Brief 1
Find every line in the entries below that contains the string "green", and copy each of those lines.

>> Start Page

Since when can you use unallocated space for a paging file?


----------



## GaryLocke (Nov 17, 2011)

Yeah,deleting a partition dosen't mean that this partition is gone for good.Only the partition table is deleted and you can recover deleted partiion with partition recovery software.I had succeed to do so before.


----------



## lilhasselhoffer (Nov 17, 2011)

DanTheBanjoman said:


> Since when can you use unallocated space for a paging file?



It was my, perhaps incorrect understanding, that the OP wanted to make on large partition out of two.  I had assumed that, with the attempt to destroy then reallocate the extra partition, the OP might have formatted it into one drive as much as they might have had completely unallocated space.

Fearing this, I recommended the most cautious route.  Caution may not have been explicitly necessary, as such what I recommended was not correct.  On the other hand, I've dealt with people that have said one thing out of ignorance and meant another.  Unless you're in the room with the person, I've found that unnecessary caution is generally the best way to go.


----------



## qubit (Nov 17, 2011)

I can't believe you tried this without making a backup first. Playing around with partitioning tools is dangerous and you need to know what you're doing. Practice on a spare HD first in future.

You've had some good suggestions for data recovery here, but there's no guarantee you'll get it back, good luck. And make those backups next time.


----------



## scaminatrix (Nov 22, 2011)

>> End Page
>> Start Task input

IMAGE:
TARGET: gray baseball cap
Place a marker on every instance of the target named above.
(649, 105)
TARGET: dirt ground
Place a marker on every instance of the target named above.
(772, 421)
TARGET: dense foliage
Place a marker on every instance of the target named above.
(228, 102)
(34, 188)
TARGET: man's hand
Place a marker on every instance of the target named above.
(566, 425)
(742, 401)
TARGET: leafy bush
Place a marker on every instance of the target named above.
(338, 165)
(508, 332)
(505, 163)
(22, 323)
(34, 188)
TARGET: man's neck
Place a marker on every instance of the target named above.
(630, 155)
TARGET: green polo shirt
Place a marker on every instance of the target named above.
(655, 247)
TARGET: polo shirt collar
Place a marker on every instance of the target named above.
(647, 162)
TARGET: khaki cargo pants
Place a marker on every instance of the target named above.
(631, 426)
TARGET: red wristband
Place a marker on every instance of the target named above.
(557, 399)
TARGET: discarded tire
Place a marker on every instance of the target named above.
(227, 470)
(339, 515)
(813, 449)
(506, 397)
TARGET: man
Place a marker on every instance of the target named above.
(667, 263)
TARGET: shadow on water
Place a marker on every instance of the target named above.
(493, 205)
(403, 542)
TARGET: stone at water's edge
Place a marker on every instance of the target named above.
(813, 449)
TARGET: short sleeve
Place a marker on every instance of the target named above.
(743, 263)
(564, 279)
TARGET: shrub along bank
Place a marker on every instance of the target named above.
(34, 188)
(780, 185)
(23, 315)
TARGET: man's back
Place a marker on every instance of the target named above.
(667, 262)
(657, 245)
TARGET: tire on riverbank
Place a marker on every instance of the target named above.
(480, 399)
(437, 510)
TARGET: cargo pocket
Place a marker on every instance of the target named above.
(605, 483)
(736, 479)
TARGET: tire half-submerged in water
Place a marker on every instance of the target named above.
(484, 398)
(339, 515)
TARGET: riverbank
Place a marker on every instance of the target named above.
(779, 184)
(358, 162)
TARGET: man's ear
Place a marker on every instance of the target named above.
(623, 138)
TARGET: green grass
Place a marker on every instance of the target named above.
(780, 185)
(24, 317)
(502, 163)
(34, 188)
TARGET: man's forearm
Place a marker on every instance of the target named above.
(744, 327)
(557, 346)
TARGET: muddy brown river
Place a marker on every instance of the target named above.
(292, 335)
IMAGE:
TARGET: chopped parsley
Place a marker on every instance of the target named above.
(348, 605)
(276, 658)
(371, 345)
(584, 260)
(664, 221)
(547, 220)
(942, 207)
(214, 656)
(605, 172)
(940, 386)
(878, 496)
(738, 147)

>> End Task input

Brief 2
Proceed with the forum thread about the deleted partition, picking up from its final line.

Right answer 1
TARGET: green polo shirt
TARGET: green grass

Right answer 2
No-one's mentioned Recuva? I've used it for this exact scenario many times. Well, I haven't deleted partitions; but windows has randomly said to me "this partition is not format. Format it now?" on a prefectly working HDD.

You can download the free version of Recuva from here. Recuva is made by the same guys that make CCleaner.

You have to activate and format the partition first, so it's usable, and therefore "readable". Just do a quick format on it and then run Recuva. Easy as that.


----------



## linoliveira (Nov 22, 2011)

One more program i find very useful is Handy Recovery. This thing can recover files from a Disk that you deleted partitions and done some very bad shit on it. I used this program many times for some friends and it never let me down yet :b


----------



## Jetster (Dec 2, 2011)

Anyone still use Spinrite6


----------



## scaminatrix (Dec 2, 2011)

Jetster said:


> Anyone still use Spinrite6



I use Spinrite, don't know what version number though. AFAIK it just sorts bad sectors, it doesn't recover deleted data but I could be wrong.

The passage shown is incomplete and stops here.